Revolution #232, May 15, 2011
Reports from Revolutionary May 1, 2011
We received the following correspondences.
The scene on a corner in Harlem on this May Day conveyed the spirit of celebration and possibility. A table covered with a red cloth was stacked with dozens of copies of BAsics and Lo BAsico. Another table presented the special May Day issue of Revolution newspaper, and "Internationalism—The Whole World Comes First"—a 40 by 60 inch enlargement of the centerfold of the special issue—greeted people. Red flags and balloons colored the landscape from over a block away.
All afternoon people in one's and two's wove through the displays, some stopping for long moments of reflection in front of pictures of the crimes of imperialism; others immediately looking for someone to talk to after reading one of the enlarged quotes from the new book BAsics, from the talks and writings of Bob Avakian.
A Dominican man who had bought Lo BAsico the day before had added this written message to the displays: "I'm happy you tell people about these things because it is truth. America invaded my country in 1965. I was a child but I remember. I came here. I work for nothing. This America they take everything—poor countries get nothing. For a long time, nada, nada. People must open their eyes wide open. I hope revolution is successful."
Hundreds of copies of BAsics 1:31 were distributed as people were invited to join the celebration of Revolutionary May Day, 2011 and learn more about this revolution and its leader, Bob Avakian:
"If you can conceive of a world without America—without everything America stands for and everything it does in the world—then you've already taken great strides and begun to get at least a glimpse of a whole new world."

> **GIVEN EXERCISE 1**
Please answer these questions about the May Day report, one line each:
(a) What size is the enlargement of the special issue's centerfold?
(b) In what year does the Dominican man say America invaded his country?
(c) Which passage of BAsics was handed out in hundreds of copies?

> **MATERIAL FOR THIS EXERCISE**
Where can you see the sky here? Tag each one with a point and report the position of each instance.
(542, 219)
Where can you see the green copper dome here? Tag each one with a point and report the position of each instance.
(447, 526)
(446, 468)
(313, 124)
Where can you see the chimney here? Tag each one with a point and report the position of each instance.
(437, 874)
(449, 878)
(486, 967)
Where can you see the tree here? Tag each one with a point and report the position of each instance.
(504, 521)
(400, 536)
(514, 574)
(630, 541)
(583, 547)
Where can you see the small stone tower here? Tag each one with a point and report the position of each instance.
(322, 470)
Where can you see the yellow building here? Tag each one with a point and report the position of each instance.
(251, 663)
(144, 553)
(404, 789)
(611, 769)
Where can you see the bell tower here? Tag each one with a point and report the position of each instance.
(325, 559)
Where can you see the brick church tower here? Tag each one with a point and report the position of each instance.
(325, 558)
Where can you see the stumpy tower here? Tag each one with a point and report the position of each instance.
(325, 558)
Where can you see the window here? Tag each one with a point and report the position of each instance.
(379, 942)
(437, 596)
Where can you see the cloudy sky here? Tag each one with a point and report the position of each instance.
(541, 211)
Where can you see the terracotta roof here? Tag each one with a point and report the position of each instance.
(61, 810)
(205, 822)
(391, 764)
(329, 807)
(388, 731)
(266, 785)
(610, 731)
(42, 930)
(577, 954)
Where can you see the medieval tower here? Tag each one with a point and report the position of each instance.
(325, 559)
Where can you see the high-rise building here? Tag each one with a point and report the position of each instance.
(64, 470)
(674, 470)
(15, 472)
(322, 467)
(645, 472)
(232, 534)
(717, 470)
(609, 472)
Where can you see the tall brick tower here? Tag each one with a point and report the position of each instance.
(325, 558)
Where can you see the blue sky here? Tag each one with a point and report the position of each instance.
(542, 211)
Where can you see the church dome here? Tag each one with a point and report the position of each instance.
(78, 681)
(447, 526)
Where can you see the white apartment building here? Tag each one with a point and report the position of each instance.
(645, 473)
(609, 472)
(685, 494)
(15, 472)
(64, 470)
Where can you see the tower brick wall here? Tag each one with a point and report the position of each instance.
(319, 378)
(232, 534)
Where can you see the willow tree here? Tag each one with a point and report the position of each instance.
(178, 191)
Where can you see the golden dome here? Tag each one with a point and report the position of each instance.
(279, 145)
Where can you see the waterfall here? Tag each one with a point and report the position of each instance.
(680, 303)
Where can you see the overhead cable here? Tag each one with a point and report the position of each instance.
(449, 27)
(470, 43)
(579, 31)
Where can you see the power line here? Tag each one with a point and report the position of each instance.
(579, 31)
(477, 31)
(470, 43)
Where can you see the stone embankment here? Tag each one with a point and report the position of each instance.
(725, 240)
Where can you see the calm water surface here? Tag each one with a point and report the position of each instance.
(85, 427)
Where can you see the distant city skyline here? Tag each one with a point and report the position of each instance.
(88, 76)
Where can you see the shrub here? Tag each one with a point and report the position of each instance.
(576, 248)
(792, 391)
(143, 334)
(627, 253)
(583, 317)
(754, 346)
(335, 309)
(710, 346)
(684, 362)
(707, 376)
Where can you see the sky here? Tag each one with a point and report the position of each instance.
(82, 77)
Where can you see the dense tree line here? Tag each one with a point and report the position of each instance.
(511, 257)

> **GIVEN EXERCISE 2**
List every line of the records that contains the word "church".

> **OUTPUT 1**
(a) 40 by 60 inches
(b) 1965
(c) BAsics 1:31

> **OUTPUT 2**
Where can you see the brick church tower here? Tag each one with a point and report the position of each instance.
Where can you see the church dome here? Tag each one with a point and report the position of each instance.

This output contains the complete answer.